Given problem: Copy out the records below with "keypoint" switched to "marker" throughout and everything else kept the same. Leave the pictures out of your answer.

Point annotations for photos:
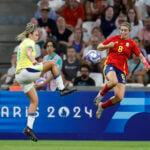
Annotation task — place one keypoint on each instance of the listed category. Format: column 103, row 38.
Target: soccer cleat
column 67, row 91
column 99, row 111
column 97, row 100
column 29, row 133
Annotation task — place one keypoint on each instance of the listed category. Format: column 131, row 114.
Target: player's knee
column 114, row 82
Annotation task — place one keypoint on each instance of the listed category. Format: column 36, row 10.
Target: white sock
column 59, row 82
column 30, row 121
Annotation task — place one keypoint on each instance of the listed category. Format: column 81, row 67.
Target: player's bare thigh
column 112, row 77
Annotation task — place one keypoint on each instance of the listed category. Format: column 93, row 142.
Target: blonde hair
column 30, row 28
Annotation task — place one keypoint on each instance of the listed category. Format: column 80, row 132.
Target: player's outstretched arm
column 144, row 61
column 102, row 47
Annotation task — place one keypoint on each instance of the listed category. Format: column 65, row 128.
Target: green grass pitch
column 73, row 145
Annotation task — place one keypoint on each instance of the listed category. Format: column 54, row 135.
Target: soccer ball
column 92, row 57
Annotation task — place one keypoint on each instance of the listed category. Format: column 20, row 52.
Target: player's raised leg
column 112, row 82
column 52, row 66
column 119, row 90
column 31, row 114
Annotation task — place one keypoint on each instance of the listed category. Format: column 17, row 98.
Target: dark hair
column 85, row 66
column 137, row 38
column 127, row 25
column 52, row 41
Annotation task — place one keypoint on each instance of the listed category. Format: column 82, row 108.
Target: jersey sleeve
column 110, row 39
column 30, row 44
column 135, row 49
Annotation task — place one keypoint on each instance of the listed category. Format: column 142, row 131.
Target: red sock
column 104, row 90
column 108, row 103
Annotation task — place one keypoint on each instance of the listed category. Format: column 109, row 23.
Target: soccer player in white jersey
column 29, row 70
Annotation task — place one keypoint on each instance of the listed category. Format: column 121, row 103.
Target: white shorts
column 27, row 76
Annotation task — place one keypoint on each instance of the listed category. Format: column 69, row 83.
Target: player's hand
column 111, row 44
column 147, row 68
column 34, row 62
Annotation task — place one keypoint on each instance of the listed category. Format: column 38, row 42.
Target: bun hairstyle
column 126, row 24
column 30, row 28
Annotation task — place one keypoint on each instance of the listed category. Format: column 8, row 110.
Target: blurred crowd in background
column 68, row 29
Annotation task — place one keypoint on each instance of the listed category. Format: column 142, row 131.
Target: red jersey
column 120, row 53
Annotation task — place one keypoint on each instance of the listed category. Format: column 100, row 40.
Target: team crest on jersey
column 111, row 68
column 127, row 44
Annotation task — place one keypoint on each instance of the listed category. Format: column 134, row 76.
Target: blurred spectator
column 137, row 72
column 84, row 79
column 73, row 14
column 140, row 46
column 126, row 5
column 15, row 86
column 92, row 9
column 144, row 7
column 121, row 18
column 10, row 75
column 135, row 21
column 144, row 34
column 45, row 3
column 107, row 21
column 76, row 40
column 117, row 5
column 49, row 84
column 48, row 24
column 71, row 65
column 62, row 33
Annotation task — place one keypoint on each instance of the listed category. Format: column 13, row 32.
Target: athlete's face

Exercise answer:
Annotation task — place one marker on each instance of the listed category. Format: column 103, row 38.
Target: soccer cleat
column 67, row 91
column 99, row 111
column 97, row 100
column 29, row 133
Annotation task — place one marker on each instance of the listed category. Format: column 131, row 114.
Target: player's knee
column 114, row 82
Annotation task — place one marker on each instance of the listed category. Format: column 36, row 10.
Target: white sock
column 59, row 82
column 30, row 121
Annotation task — place one marker on each instance of the listed category. Format: column 81, row 67.
Target: player's bare thigh
column 112, row 77
Annotation task — place one marker on each instance of the listed category. Format: column 93, row 142.
Target: blonde hair
column 30, row 28
Annotation task — place one marker on each instance of the listed category. Format: column 80, row 132.
Target: player's outstretched arm
column 144, row 61
column 102, row 47
Annotation task — place one marker on each instance of the listed category. Format: column 65, row 128.
Target: green grass pitch
column 73, row 145
Annotation task — place one marker on each instance of the listed category. Format: column 54, row 135.
Target: soccer ball
column 92, row 57
Annotation task — place one marker on each instance of the listed category. Format: column 20, row 52.
Target: player's raised leg
column 112, row 82
column 52, row 66
column 119, row 90
column 31, row 114
Annotation task — place one marker on each instance of the listed category. Format: column 17, row 98.
Target: dark hair
column 85, row 66
column 137, row 38
column 127, row 25
column 52, row 41
Annotation task — place one marker on each instance of the listed category. Format: column 82, row 108.
Target: jersey sleeve
column 110, row 39
column 30, row 44
column 135, row 49
Annotation task — place one marker on each instance of the listed category. Format: column 142, row 131.
Target: red sock
column 104, row 90
column 108, row 103
Annotation task — place one marker on each instance of the listed category. Format: column 109, row 23.
Target: soccer player in white jersey
column 29, row 70
Annotation task — place one marker on each instance of the listed category. Format: column 121, row 103.
Target: white shorts
column 27, row 76
Annotation task — place one marker on each instance of the listed category. Format: column 69, row 83.
Target: player's hand
column 111, row 44
column 147, row 68
column 34, row 62
Annotation task — place one marker on each instance of the listed category. Format: column 38, row 42.
Target: bun hairstyle
column 126, row 24
column 30, row 28
Annotation task — place one marker on each instance of the listed category. Format: column 8, row 110.
Target: blurred crowd in background
column 68, row 29
Annotation task — place one marker on each instance of the listed category. Format: column 142, row 131.
Target: red jersey
column 120, row 53
Annotation task — place one marker on each instance of the listed category. Format: column 100, row 40.
Target: team crest on jersey
column 111, row 68
column 127, row 44
Annotation task — place one marker on each instance of the listed category. Format: column 134, row 76.
Target: blurred spectator
column 137, row 72
column 84, row 79
column 73, row 14
column 140, row 46
column 126, row 5
column 15, row 86
column 92, row 9
column 144, row 7
column 121, row 18
column 10, row 75
column 135, row 21
column 144, row 34
column 45, row 3
column 107, row 21
column 76, row 40
column 117, row 5
column 49, row 84
column 48, row 24
column 71, row 65
column 62, row 33
Annotation task — place one marker on each instance of the listed category. Format: column 13, row 32.
Target: athlete's face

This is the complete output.